[Start Stored rows]

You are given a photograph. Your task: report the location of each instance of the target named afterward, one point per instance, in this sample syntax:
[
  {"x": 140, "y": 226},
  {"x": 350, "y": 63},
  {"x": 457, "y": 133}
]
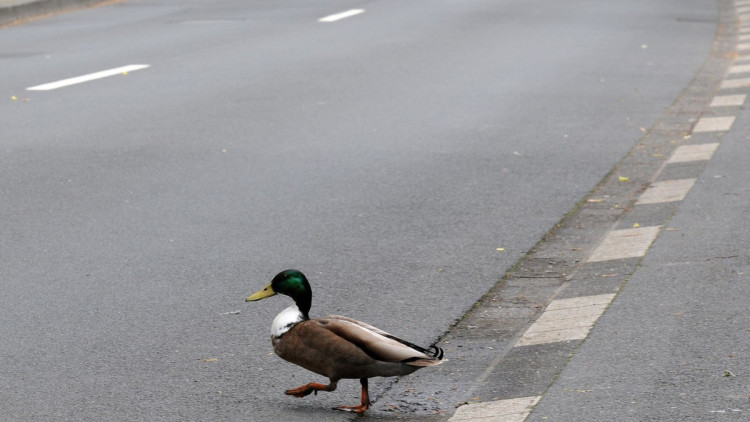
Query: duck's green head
[{"x": 291, "y": 283}]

[End Stored rows]

Format the lines above as a JSON array of strings, with one string per line and no blank lines. Leave the picture out.

[
  "You are given a photograph. Your task: report the location of each instance of the target named afterward, one point per instance, in this sample syntax:",
  "[",
  "  {\"x\": 140, \"y\": 226},",
  "  {\"x\": 350, \"y\": 63},",
  "  {\"x\": 457, \"y\": 133}",
  "]",
  "Query: duck's green head",
  "[{\"x\": 291, \"y\": 283}]"
]